● TEXT BLOCK
Question

The drive motor of a particular CD player is controlled to rotate at a speed of 200 rpm when reading a track 5.7 centimeters from the center of the CD. The speed of the drive motor must vary so that the reading of data occurs at a constant rate.

a. Find the angular speed (in radians per minute) of the drive motor when it is reading a track 5.7 centimeters from the center of the CD.
b. Find the linear speed (in cm/sec) of a point on the CD that is 5.7 centimeters from the center of the CD.
C. Find the angular speed (in rpm) of the drive motor when it is reading a track 3 centimeters from the center of the CD. Remember the linear speed is the same for both tracks.

Answer 1

To find the angular speed of the drive motor and the linear speed of a point on the CD at a given radius.

● TASKS FOR THIS EXERCISE
1. Edit the passage of the CD drive problem that opens with "The drive motor of" and closes with "a given radius.", replacing "drive motor" with "spindle motor" every time it occurs.
2. Carry on writing the CD drive problem, starting right after its last sentence.
The rows that come next are drawn from a separate source.

● EXTRACTED RECORDS
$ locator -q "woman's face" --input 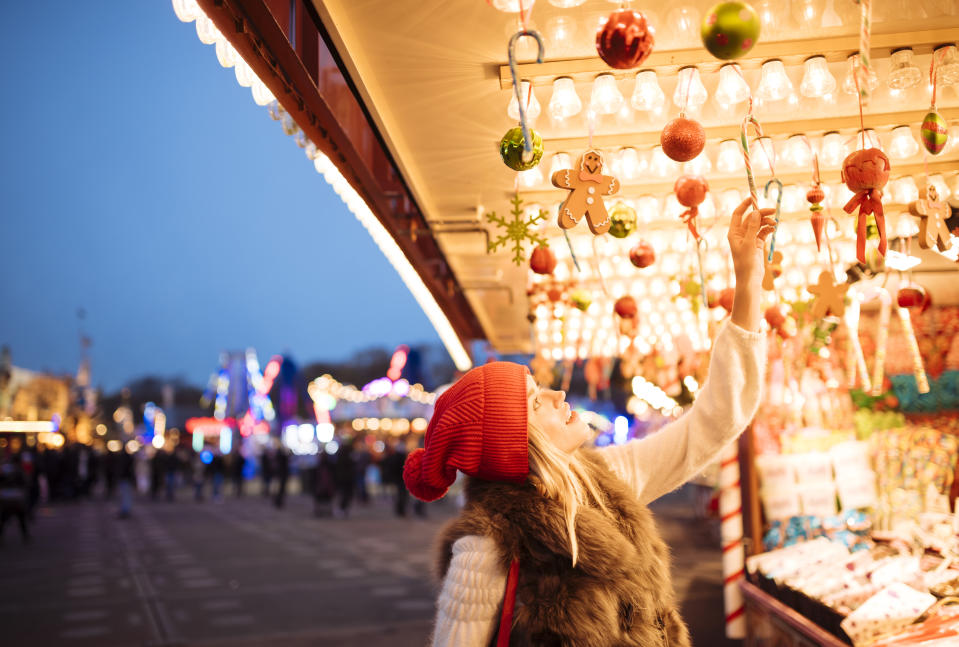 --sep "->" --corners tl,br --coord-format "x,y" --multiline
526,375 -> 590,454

--

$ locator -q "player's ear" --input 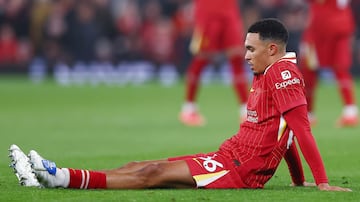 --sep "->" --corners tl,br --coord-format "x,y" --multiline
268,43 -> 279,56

● RESPONSE LIST
1.
The spindle motor of a particular CD player is controlled to rotate at a speed of 200 rpm when reading a track 5.7 centimeters from the center of the CD. The speed of the spindle motor must vary so that the reading of data occurs at a constant rate.

a. Find the angular speed (in radians per minute) of the spindle motor when it is reading a track 5.7 centimeters from the center of the CD.
b. Find the linear speed (in cm/sec) of a point on the CD that is 5.7 centimeters from the center of the CD.
C. Find the angular speed (in rpm) of the spindle motor when it is reading a track 3 centimeters from the center of the CD. Remember the linear speed is the same for both tracks.

Answer 1

To find the angular speed of the spindle motor and the linear speed of a point on the CD at a given radius.

2.
Step-by-step explanation:

To find the angular speed of the drive motor when reading a track 5.7 centimeters from the center of the CD, we need to convert the speed from rpm to rad/min. Since 1 revolution is equal to 2π radians, we can calculate the angular speed using the formula: Angular Speed (in rad/min) = (Speed in rpm) x (2π radians/1 revolution) Substituting the given values, the angular speed is: Angular Speed = 200 rpm x (2π radians/1 revolution) For part (b), to find the linear speed of a point on the CD that is 5.7 centimeters from the center, we can use the formula for linear speed: Linear Speed (in cm/sec) = Angular Speed (in rad/min) x Radius (in cm)